=== Study text ===
=== Section Start ===

Kenny Achampong

Personal information
- Full name: Kenneth Achampong
- Date of birth: 26 June 1966 (age 59)
- Place of birth: Kilburn, England
- Height: 1.75 m (5 ft 9 in)
- Position: Winger

Youth career
- Fulham

Senior career*
- Years: Team / Apps / (Gls)
- 1984–1989: Fulham / 81 / (15)
- 1989–1990: Charlton Athletic / 10 / (0)
- 1990–1993: Leyton Orient / 83 / (7)
- Total:  / 174 / (22)

= Kenny Achampong =

English footballer (born 1966)

Kenneth Achampong is an English former professional footballer who played as a winger. Achampong played for three teams in the Football League between 1984 and 1993, scoring 22 goals in 174 games.

==Personal life==
Achampong was born in Kilburn, London, on 26 June 1966, of Ghanaian descent, and attended Tulse Hill School.

==Club career==
Achampong began his career with Fulham in 1983, scoring on his League debut in February 1985 when he was 18. Between 1984 and 1989, Achampong scored 15 goals in 81 League games for Fulham. He joined Charlton Athletic in September 1989, playing in 10 League games, and then transferred to Leyton Orient for £25,000 in July 1990, where he scored seven goals in 83 League games. He was released in May 1993 after falling out with the Orient manager, Peter Eustace.

==International career==
Achampong earned a call up to the Ghana national team in January 1993 but withdrew following knee surgery and was not called up again.

==Later life==
After being released from his contract with Leyton Orient in the summer of 1993, Achampong moved to Ghana. After a brief spell living in France, which included a spell training with Olympique de Marseille, Achampong moved to Germany in 1998 and later returned to London.

=== Section End ===

Records from a data collection

=== Section Start ===

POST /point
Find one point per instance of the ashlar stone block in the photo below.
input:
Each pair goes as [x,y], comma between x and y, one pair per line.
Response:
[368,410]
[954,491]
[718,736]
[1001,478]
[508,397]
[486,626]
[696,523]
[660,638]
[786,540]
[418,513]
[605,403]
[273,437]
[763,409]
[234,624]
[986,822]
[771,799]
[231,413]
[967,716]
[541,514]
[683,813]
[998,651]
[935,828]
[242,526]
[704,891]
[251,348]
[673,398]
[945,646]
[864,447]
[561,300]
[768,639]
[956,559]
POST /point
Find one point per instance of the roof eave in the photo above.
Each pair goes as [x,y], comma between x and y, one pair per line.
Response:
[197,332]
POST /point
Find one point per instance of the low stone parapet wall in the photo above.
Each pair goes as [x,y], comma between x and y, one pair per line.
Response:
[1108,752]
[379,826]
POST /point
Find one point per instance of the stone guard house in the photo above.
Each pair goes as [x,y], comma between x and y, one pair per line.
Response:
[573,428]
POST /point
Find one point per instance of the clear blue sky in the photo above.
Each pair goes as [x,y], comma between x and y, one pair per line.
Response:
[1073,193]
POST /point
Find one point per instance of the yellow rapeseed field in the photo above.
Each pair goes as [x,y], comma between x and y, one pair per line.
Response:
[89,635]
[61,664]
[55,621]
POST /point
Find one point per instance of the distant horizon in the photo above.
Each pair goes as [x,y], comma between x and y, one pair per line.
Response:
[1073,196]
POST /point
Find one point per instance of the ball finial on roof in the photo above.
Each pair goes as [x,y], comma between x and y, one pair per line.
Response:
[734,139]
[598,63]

=== Section End ===

=== Exercises ===
1. According to the text on Kenny Achampong, for how much did he transfer to Leyton Orient?
2. From the text on Kenny Achampong, set down word for word the stretch from "Personal information" through "Fulham / 81 / (15)".

=== Written answers ===
1. £25,000

2.
Personal information
- Full name: Kenneth Achampong
- Date of birth: 26 June 1966 (age 59)
- Place of birth: Kilburn, England
- Height: 1.75 m (5 ft 9 in)
- Position: Winger

Youth career
- Fulham

Senior career*
- Years: Team / Apps / (Gls)
- 1984–1989: Fulham / 81 / (15)